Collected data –
= = = = =
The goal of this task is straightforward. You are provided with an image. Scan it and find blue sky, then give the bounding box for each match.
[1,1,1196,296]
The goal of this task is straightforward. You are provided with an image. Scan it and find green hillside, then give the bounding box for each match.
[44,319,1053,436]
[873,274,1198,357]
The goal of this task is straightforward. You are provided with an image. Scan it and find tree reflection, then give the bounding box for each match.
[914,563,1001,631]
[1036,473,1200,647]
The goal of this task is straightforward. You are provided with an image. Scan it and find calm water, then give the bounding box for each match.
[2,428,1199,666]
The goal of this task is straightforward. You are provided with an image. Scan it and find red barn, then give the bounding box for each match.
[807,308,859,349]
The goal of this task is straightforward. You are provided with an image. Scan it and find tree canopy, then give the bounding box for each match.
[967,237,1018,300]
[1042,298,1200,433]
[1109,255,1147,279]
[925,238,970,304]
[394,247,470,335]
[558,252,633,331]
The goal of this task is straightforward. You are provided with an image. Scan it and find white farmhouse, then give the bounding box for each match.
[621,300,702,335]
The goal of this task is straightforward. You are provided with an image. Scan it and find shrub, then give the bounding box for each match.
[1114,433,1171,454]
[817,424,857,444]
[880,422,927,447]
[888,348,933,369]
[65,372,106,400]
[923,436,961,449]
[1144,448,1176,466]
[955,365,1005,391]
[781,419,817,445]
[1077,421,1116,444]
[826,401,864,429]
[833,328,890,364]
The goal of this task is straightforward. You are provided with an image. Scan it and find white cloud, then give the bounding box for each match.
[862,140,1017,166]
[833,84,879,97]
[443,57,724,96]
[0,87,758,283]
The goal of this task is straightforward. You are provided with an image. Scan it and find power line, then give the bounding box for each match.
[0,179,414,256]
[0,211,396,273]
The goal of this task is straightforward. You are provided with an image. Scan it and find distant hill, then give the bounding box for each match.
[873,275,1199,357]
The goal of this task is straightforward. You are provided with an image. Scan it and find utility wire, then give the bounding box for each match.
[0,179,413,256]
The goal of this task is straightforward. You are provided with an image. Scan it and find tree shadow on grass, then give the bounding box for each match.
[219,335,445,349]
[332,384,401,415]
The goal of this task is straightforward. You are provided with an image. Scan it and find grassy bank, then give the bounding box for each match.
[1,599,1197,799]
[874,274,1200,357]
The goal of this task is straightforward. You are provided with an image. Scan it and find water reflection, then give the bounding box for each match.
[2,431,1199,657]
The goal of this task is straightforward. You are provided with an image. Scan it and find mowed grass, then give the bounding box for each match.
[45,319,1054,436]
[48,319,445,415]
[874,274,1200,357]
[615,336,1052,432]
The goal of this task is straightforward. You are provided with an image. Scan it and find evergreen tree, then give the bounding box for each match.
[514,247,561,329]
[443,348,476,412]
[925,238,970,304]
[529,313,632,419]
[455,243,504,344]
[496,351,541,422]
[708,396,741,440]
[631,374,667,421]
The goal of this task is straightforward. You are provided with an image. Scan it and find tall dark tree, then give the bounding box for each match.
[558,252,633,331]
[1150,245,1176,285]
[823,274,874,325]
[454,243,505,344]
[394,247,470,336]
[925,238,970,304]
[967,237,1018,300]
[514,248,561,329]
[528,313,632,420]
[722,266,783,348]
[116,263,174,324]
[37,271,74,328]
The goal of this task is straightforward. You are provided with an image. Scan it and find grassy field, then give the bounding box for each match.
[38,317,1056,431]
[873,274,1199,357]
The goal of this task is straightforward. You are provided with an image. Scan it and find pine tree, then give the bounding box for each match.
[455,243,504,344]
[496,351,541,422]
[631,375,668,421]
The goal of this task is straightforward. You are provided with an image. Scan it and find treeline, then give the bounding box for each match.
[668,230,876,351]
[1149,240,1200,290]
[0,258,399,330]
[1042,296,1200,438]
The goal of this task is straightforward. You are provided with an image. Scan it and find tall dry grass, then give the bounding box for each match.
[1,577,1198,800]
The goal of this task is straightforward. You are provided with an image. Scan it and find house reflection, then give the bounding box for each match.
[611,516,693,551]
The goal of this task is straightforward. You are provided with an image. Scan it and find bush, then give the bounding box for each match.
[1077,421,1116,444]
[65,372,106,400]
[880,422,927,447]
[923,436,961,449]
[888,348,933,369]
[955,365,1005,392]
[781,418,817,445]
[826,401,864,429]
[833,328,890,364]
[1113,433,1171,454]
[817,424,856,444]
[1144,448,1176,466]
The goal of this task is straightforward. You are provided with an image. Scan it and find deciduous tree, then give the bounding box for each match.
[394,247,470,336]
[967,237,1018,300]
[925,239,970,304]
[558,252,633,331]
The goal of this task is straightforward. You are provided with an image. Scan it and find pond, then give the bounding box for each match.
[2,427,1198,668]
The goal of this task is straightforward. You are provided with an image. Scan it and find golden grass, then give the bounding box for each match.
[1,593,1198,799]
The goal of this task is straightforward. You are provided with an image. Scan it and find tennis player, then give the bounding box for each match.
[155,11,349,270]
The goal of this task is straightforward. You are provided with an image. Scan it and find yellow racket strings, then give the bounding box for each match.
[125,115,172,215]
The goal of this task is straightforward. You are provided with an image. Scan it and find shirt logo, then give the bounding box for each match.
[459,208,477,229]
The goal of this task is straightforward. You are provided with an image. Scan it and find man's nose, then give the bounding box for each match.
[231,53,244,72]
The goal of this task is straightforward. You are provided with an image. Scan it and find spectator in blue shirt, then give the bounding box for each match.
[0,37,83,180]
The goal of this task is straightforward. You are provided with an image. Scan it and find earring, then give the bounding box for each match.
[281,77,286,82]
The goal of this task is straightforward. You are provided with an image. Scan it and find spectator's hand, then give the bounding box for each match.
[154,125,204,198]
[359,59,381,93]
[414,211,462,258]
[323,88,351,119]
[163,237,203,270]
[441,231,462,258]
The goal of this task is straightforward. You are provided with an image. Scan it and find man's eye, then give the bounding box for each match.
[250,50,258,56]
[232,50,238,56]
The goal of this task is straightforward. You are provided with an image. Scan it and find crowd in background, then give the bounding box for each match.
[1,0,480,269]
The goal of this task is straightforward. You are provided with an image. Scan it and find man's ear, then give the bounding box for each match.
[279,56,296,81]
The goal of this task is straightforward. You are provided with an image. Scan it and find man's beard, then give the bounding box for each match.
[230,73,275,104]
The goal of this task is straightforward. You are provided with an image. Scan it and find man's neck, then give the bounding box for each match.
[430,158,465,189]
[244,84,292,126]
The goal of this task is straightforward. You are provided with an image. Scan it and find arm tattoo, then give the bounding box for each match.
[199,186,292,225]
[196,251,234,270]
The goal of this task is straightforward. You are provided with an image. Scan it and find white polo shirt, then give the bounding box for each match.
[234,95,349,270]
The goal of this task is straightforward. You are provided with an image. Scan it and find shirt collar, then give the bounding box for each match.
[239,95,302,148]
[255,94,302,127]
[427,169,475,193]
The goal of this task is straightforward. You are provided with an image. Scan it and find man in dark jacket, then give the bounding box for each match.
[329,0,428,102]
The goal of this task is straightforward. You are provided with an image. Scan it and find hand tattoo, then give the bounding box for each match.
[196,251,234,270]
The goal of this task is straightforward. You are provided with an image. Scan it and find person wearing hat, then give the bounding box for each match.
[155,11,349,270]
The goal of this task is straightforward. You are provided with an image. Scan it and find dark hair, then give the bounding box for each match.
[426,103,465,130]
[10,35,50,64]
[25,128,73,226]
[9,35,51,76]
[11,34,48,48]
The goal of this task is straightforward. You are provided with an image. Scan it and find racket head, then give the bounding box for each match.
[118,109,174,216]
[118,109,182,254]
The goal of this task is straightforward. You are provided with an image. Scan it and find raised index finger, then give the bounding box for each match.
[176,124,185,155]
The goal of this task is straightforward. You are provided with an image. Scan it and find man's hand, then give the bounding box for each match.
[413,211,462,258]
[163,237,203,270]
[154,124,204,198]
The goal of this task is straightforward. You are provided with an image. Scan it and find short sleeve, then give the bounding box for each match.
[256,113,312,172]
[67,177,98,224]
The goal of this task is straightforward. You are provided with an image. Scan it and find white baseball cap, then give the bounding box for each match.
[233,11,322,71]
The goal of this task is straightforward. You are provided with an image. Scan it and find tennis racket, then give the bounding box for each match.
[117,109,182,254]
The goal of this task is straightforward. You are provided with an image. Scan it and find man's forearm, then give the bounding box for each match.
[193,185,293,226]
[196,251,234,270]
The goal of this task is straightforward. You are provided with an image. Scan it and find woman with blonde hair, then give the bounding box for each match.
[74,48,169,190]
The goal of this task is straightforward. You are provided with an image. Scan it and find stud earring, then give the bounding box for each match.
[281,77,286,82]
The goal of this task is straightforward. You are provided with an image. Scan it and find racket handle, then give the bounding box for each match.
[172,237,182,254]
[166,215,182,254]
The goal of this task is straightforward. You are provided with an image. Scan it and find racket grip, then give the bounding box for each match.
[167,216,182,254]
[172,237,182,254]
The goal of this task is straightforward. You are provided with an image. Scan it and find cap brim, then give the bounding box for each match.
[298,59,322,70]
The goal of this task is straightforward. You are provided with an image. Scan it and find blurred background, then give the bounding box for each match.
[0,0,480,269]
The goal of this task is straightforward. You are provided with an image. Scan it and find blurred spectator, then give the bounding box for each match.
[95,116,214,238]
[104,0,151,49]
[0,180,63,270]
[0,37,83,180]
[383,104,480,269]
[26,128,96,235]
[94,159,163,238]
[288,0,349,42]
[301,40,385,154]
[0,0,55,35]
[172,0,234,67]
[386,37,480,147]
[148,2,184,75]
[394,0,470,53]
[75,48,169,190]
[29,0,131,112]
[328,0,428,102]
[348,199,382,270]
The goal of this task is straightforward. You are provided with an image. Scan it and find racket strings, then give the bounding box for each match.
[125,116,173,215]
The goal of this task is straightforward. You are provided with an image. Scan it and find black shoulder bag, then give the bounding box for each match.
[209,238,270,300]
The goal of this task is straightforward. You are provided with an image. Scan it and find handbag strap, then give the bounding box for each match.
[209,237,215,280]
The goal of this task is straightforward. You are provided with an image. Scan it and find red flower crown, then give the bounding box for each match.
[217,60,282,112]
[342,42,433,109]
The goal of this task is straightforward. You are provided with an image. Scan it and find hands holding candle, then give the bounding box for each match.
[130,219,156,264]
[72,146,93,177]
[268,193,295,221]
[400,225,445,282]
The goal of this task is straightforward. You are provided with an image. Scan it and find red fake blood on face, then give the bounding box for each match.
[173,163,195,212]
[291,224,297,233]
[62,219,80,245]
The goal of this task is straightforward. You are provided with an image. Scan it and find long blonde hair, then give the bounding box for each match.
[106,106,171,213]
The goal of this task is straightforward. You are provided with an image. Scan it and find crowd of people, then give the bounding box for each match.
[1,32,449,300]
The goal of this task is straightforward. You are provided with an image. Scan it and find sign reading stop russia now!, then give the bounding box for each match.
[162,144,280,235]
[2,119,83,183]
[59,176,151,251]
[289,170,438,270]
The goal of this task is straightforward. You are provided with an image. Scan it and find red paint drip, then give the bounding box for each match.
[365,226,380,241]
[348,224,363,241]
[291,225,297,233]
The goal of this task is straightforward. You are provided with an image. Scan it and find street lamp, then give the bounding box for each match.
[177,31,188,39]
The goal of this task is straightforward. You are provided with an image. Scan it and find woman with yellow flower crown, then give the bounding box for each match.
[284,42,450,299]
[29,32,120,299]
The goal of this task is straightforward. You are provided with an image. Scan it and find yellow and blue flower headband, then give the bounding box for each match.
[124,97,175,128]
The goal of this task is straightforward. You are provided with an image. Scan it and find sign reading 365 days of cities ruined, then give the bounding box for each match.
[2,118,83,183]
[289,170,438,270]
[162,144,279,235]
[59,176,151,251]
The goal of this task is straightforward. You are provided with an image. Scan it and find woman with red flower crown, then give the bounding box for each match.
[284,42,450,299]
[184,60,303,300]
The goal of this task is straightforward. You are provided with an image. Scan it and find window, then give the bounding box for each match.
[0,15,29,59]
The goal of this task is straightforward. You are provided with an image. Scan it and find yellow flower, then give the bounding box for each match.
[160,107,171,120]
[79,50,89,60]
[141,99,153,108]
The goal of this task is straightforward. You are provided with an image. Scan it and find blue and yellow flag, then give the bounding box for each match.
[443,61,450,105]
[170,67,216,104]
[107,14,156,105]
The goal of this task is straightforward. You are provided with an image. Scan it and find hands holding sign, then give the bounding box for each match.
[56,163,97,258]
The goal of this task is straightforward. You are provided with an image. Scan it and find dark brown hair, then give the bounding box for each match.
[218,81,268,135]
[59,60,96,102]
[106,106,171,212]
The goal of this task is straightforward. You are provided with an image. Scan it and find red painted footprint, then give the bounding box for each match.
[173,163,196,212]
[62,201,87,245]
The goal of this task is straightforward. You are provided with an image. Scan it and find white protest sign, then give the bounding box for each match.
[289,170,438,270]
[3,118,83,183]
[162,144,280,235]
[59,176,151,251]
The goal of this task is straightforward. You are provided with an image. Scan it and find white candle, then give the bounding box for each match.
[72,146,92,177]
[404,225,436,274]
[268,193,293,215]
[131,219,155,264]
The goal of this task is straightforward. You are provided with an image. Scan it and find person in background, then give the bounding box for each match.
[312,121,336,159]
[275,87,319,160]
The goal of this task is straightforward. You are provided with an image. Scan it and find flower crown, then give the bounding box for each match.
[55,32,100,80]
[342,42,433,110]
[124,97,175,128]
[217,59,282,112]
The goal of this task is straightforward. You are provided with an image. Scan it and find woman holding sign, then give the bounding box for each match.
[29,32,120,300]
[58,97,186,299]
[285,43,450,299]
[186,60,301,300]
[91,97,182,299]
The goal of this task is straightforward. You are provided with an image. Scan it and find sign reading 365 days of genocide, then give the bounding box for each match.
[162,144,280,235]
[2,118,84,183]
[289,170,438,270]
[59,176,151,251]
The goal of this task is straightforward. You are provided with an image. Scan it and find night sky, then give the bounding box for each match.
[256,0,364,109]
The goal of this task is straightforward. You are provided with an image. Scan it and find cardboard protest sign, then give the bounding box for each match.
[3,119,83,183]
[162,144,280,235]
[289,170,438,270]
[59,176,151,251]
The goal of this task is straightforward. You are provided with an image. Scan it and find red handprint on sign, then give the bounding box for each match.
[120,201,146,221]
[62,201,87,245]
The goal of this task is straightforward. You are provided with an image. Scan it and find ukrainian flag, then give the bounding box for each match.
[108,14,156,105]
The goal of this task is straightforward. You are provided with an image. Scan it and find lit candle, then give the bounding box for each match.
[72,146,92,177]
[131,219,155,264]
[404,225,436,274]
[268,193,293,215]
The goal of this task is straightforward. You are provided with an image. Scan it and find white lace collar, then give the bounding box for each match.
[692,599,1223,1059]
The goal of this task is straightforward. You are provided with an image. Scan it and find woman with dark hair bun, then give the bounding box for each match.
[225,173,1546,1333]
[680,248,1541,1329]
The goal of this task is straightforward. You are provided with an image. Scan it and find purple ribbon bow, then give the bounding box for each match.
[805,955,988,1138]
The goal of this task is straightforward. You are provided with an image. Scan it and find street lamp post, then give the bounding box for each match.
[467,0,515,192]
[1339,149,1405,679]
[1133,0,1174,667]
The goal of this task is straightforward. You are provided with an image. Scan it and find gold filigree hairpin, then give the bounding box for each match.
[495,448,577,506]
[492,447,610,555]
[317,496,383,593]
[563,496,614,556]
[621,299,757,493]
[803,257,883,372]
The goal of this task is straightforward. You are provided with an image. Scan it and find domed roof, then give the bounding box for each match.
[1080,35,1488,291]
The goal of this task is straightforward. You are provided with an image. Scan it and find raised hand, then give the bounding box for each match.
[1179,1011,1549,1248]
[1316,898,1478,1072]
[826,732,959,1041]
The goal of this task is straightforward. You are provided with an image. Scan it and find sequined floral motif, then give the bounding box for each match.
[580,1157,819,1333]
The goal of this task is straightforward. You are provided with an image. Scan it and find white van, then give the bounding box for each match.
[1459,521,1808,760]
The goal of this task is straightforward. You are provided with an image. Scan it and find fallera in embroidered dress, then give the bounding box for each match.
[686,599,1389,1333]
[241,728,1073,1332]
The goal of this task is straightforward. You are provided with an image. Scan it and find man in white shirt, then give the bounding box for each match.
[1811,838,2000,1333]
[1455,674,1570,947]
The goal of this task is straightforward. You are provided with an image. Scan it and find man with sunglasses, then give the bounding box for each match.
= = = = =
Problem to work on –
Your response should consist solely of the lines from the one containing "find gold filigree" to the end of the entries, both ends included, exactly as they appear.

Written answer –
The goal of this task is straightforward. You are provided with an image. Scan it and find gold filigree hairpin, then give the bounding box for each match.
[495,448,577,506]
[492,447,610,555]
[317,496,383,593]
[563,496,614,556]
[621,299,757,493]
[803,257,883,372]
The goal of this task is straightforward. You are provided with an image. Scan it and find domed roof, then give the bounding box for each match.
[1080,35,1488,291]
The goal of this task is straightforward. You are provided with an image. Scan it and find raised hand, then give the bounding box for each match.
[1179,1011,1549,1248]
[1316,898,1478,1072]
[826,732,959,1041]
The goal of this task is straightforward. You are provided with an image. Scan it and find sequined floral motif, then give the bounding box for each match.
[580,1157,819,1333]
The goal of this task is straightforward. You are provided with an image. Scan it and find white van, then give the bounding box for each match.
[1459,521,1808,760]
The goal of this task is straightforward. You are provided with an image. Scan it and find fallera in embroidered dress, then give the bounding box for each match.
[686,599,1389,1333]
[241,728,1073,1332]
The goal of this task is straightforward. You are provided with an image. Scan it and find man in white shirt, then give the bounding box for each match.
[1811,838,2000,1333]
[1455,674,1570,947]
The goal of this task is straightforward. You are provided with an image. Scan it and find man with sunglasses, then give the bounding box for each match.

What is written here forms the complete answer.